■ **Exercise prompt**
Report every line of the material below that contains the word "grass", copying each such line in full.

* * * * * * * * *

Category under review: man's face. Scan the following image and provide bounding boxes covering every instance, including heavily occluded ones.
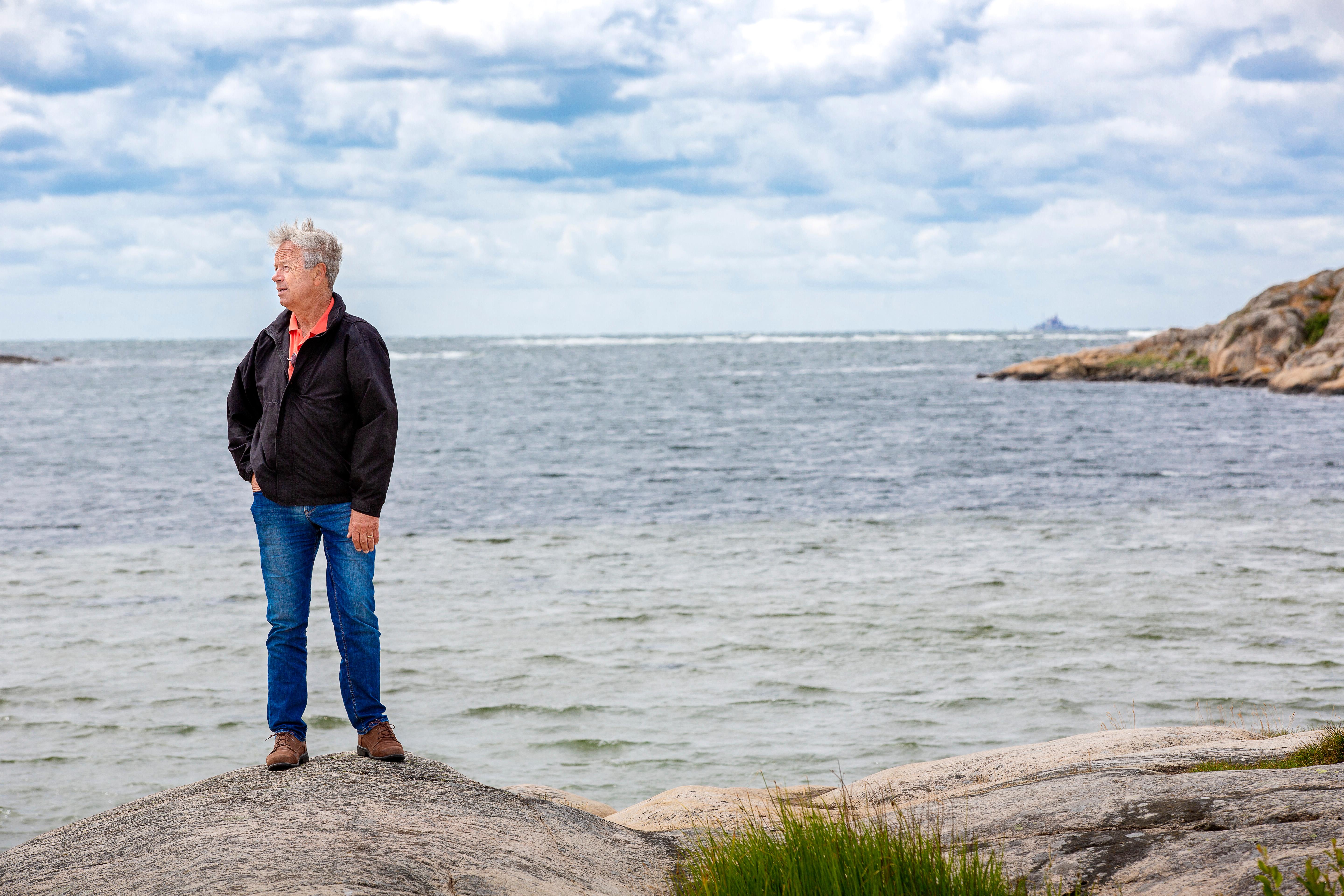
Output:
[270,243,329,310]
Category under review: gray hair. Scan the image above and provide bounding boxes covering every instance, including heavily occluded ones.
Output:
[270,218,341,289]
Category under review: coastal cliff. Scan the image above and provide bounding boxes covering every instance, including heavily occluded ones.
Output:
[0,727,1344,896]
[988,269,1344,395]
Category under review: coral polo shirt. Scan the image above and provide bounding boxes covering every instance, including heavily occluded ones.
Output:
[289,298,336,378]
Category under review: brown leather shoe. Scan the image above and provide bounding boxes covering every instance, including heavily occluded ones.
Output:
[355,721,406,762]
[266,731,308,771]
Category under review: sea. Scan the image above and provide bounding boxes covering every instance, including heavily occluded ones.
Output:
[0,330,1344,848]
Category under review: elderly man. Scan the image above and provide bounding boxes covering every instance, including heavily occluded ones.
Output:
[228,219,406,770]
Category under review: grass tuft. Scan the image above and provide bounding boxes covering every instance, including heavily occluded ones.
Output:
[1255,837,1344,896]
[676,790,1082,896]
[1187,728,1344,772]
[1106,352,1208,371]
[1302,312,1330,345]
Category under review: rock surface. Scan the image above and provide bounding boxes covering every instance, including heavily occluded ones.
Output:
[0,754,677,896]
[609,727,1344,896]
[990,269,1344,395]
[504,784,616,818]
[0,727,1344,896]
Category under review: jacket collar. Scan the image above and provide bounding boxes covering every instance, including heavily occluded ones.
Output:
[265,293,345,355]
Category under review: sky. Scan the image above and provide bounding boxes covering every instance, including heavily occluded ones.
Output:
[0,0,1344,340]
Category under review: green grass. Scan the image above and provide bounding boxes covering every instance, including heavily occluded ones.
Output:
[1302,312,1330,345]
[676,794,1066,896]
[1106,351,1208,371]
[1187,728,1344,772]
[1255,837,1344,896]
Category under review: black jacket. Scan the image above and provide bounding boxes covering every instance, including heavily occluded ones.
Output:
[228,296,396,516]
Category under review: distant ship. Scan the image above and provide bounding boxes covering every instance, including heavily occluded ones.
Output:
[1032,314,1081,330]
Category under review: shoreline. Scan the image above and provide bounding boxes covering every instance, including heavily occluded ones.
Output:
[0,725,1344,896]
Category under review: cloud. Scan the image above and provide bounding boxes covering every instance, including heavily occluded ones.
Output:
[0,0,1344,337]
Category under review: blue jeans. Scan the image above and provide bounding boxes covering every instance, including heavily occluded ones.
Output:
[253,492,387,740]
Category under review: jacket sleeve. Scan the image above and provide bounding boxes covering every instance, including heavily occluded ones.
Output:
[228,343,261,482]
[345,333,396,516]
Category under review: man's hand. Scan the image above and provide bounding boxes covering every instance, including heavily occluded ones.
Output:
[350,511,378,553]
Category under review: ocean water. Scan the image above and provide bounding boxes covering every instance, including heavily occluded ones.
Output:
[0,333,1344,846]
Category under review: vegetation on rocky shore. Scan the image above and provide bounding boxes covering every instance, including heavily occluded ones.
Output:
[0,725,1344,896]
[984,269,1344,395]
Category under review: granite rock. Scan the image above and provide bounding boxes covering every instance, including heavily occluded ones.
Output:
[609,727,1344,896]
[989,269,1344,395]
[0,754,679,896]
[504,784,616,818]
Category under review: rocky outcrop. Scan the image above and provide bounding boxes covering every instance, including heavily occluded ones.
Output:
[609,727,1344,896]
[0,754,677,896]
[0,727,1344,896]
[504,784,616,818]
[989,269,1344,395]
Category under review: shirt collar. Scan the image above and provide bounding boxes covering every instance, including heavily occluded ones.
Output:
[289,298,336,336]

* * * * * * * * *

■ **The solution**
Category under review: grass tuft. Scan the image above and provide bounding boxes covering every instance, including heavily occluded ones.
Category under review: green grass. Scan the image above and provide bounding boxes covering every instance, including heavily occluded ones.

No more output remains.